__Action item__: Wherever a line holds the word "stone", copy that line from the data.

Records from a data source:
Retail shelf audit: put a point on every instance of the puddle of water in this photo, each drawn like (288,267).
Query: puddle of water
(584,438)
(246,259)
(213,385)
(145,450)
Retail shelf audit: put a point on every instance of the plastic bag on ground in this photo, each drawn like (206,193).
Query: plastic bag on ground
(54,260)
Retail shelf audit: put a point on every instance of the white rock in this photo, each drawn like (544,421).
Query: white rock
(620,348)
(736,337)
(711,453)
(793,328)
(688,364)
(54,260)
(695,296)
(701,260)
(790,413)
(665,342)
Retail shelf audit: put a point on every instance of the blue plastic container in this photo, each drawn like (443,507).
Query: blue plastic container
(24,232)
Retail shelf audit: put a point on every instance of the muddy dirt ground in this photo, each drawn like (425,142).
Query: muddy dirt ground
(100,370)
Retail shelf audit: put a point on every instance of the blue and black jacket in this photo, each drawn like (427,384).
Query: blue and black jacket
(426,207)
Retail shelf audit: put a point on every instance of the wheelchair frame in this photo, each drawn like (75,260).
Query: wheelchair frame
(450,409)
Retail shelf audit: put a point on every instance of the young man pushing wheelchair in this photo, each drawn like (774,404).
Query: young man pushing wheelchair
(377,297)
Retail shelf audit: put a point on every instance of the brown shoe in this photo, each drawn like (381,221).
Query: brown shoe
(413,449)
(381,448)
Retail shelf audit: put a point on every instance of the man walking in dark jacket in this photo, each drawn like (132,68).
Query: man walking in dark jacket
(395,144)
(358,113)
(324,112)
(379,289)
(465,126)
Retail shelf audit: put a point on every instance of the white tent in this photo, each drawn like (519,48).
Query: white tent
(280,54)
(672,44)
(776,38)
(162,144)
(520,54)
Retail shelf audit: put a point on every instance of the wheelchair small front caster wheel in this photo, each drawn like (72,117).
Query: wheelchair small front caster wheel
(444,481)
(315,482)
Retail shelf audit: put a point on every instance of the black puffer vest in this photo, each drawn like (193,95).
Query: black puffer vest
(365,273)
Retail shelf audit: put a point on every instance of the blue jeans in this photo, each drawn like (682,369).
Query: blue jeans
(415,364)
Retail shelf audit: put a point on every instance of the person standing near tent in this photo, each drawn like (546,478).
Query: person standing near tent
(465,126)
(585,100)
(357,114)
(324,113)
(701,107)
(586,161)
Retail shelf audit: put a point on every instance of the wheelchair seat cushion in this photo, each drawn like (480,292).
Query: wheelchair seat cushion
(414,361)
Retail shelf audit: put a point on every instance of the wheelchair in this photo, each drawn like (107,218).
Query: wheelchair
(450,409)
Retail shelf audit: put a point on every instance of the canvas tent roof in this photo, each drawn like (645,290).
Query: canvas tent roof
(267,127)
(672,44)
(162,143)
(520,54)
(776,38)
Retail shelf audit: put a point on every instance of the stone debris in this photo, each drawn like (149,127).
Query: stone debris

__Solution to this exercise__:
Retail shelf audit: put a point on every instance of the stone debris in this photo, each drawn like (149,127).
Query: stone debris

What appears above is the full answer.